# What you will do
Where a record contains a picture, omit it; otherwise reproduce the listing exactly.

# Dataset content
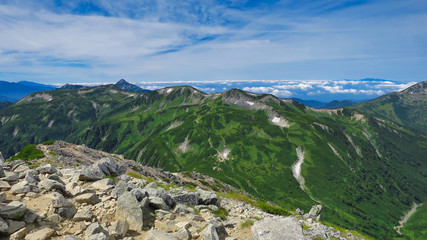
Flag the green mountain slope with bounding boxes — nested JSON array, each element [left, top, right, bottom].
[[351, 81, 427, 134], [0, 85, 426, 238]]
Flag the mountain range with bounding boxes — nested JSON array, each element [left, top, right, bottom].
[[0, 81, 426, 239]]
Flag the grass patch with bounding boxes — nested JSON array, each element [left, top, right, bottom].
[[8, 144, 45, 161], [241, 220, 254, 228], [212, 207, 228, 220], [126, 171, 144, 179], [302, 223, 310, 230], [255, 201, 291, 216], [42, 140, 56, 145], [49, 151, 57, 156], [106, 176, 119, 183]]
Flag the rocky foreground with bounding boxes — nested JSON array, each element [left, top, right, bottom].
[[0, 141, 364, 240]]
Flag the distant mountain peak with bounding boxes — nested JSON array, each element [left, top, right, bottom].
[[58, 84, 86, 90], [115, 79, 150, 93]]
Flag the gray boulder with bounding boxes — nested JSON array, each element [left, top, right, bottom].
[[35, 164, 57, 174], [50, 192, 73, 208], [85, 222, 109, 238], [7, 220, 25, 234], [3, 172, 19, 182], [251, 216, 304, 240], [0, 201, 27, 220], [0, 192, 6, 203], [172, 192, 200, 206], [146, 230, 178, 240], [111, 180, 128, 198], [12, 164, 29, 173], [79, 158, 125, 181], [62, 235, 82, 240], [109, 219, 129, 238], [307, 205, 323, 221], [198, 189, 220, 206], [24, 171, 40, 184], [10, 181, 39, 194], [38, 179, 65, 192], [78, 165, 105, 181], [24, 227, 55, 240], [149, 197, 168, 210], [24, 210, 38, 223], [200, 224, 219, 240], [0, 152, 4, 165], [116, 191, 143, 231], [87, 233, 109, 240], [174, 227, 191, 240], [56, 206, 77, 219]]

# Answer space
Flag the green mountain slope with bounding boxes — nested JSON array, each element [left, top, right, bottom].
[[351, 81, 427, 134], [0, 85, 426, 238]]
Flag the mountain range with bounding boxes — nested JSON array, each element [left, top, right, bottom].
[[0, 81, 426, 239]]
Flag the grass patch with bounding boxes — nested JSON array, each element [left, top, right, bottom].
[[8, 144, 45, 161], [241, 220, 254, 228], [212, 207, 228, 220], [126, 171, 144, 179], [302, 223, 310, 230], [255, 201, 291, 216], [42, 140, 56, 145], [49, 151, 57, 156], [106, 176, 119, 183]]
Flag the rocky foreground with bounding boxes — nested JSON array, each element [left, top, right, bottom].
[[0, 141, 364, 240]]
Flag the distant mountain peak with bounding boxes — nested JSON array, each element [left, top, right, bottom].
[[58, 84, 86, 90], [115, 79, 150, 93]]
Flag the gray boulder with bounding boxes — nested JSON array, each element [left, top, right, bottom].
[[35, 164, 57, 174], [50, 192, 73, 208], [85, 222, 109, 238], [7, 220, 25, 234], [3, 172, 19, 182], [251, 216, 304, 240], [0, 201, 27, 220], [0, 192, 6, 203], [172, 192, 200, 206], [146, 230, 178, 240], [111, 180, 128, 198], [12, 164, 29, 173], [79, 158, 125, 181], [62, 235, 82, 240], [109, 219, 129, 238], [307, 205, 323, 221], [198, 189, 220, 206], [24, 171, 40, 184], [10, 181, 39, 194], [38, 179, 65, 192], [78, 165, 105, 181], [24, 227, 55, 240], [149, 197, 168, 210], [24, 210, 38, 223], [200, 224, 219, 240], [0, 152, 4, 165], [116, 191, 143, 231], [87, 233, 109, 240], [174, 227, 191, 240], [56, 206, 77, 219]]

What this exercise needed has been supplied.